_Data supplied:_
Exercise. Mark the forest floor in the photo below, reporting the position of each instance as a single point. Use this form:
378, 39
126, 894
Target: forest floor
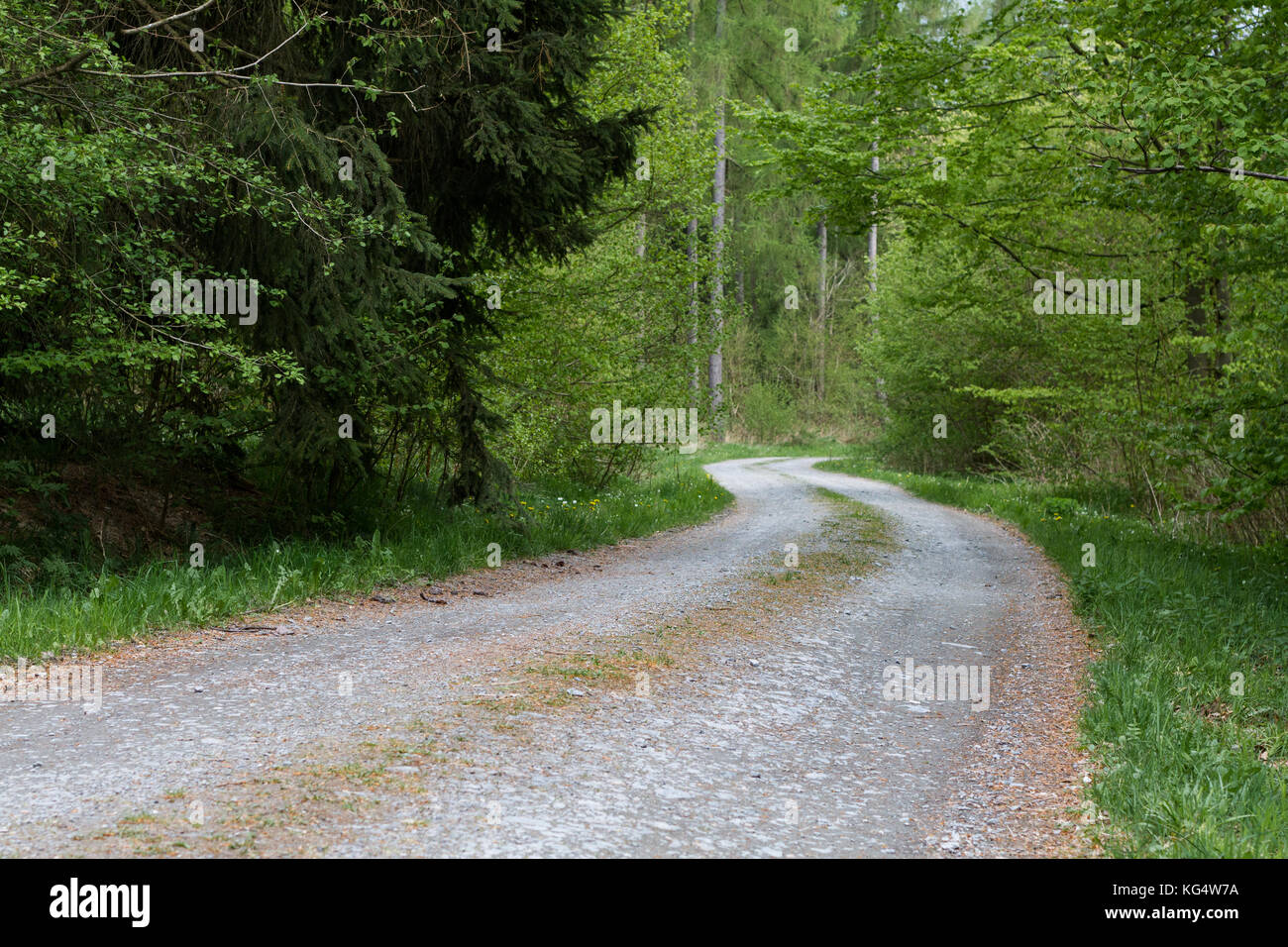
684, 694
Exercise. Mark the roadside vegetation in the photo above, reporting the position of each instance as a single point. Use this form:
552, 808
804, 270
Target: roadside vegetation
419, 540
1188, 714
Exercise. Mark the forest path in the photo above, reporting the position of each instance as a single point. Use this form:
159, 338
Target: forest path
679, 694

_Task goal:_ Reproduce all of the material above word for word, leaving out the pictures.

_Result for this exercise:_
Exercise. Mark the forest floor in the photo below, reporting the position of each instance as a single point. Use this form:
378, 39
126, 894
Target: forest floor
684, 694
Exercise. Mark the roadside vegetation in the photo above, reporting the position of each instance as a single point. Use this form:
552, 808
804, 270
Target: roadside vegetation
419, 540
1188, 714
Exercise. Mark the forest path in the photo above, reporting the position of each instance as a single point. Use this form:
159, 338
Target: forest path
679, 694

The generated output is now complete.